> **Textauszug**:
>>>
# Eigene Clan Website



## Betagurke (24. Mai 2012)

Hallo Leute, 

da unser Clan im Moment nur eine Freepage bei Jimdo hat, wollen wir auf eine "richtige" Website umsteigen. Das heißt mit .de-Domain und richtigem Webspace. 
Doch leider habe ich keine Ahnung, wie sowas geht. 

Ich habe ein paar Fragen: 

1) Muss ich .de-Domain extra bzw. getrennt vom Webspace kaufen bzw. mieten? 
2) Gibt es kostenlose Templates? 
3) Wie viel Speicher sollte so eine Clan-Website haben? 
4) Ist es möglich ein kleines Forum auf der Website einzubinden? (vBulletin) 
5) Welcher Hoster ist eurer Meinung nach am Besten? 

Ist es schwierig so eine Website zu erstellen? FreaksneverDie - Neuigkeiten - Template by www.gamer-designs.de

Danke im Voraus.


----------



## hBGl (24. Mai 2012)

Betagurke schrieb:


> 1) Muss ich .de-Domain extra bzw. getrennt vom Webspace kaufen bzw. mieten?



Bei manchen Angeboten ist die Domain dabei.

---



Betagurke schrieb:


> 2) Gibt es kostenlose Templates?
<<<
> **Bereitgestellte Daten**:
>>>
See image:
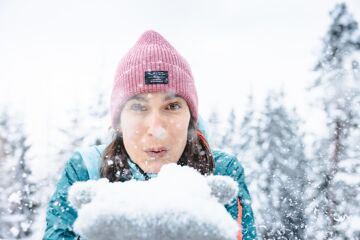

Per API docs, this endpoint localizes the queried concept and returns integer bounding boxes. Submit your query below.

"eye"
<<<
> **Aufgabe 1**:
Beantworte anhand des Forenbeitrags zur Clan-Website folgende Fragen:
(a) Bei welchem Anbieter hat der Clan derzeit nur eine Freepage?
(b) Welche Forensoftware wird in Klammern hinter Punkt 4) genannt?
(c) Was schreibt hBGl als Antwort auf Punkt 1)?
> **Aufgabe 2**:
Gib alle nummerierten Punkte wieder, die Betagurke im Forenbeitrag zur Clan-Website aufführt.

> **Vollständige Antwort 1**:
(a) Bei Jimdo.
(b) vBulletin.
(c) „Bei manchen Angeboten ist die Domain dabei.“

> **Vollständige Antwort 2**:
1) Muss ich .de-Domain extra bzw. getrennt vom Webspace kaufen bzw. mieten?
2) Gibt es kostenlose Templates?
3) Wie viel Speicher sollte so eine Clan-Website haben?
4) Ist es möglich ein kleines Forum auf der Website einzubinden? (vBulletin)
5) Welcher Hoster ist eurer Meinung nach am Besten?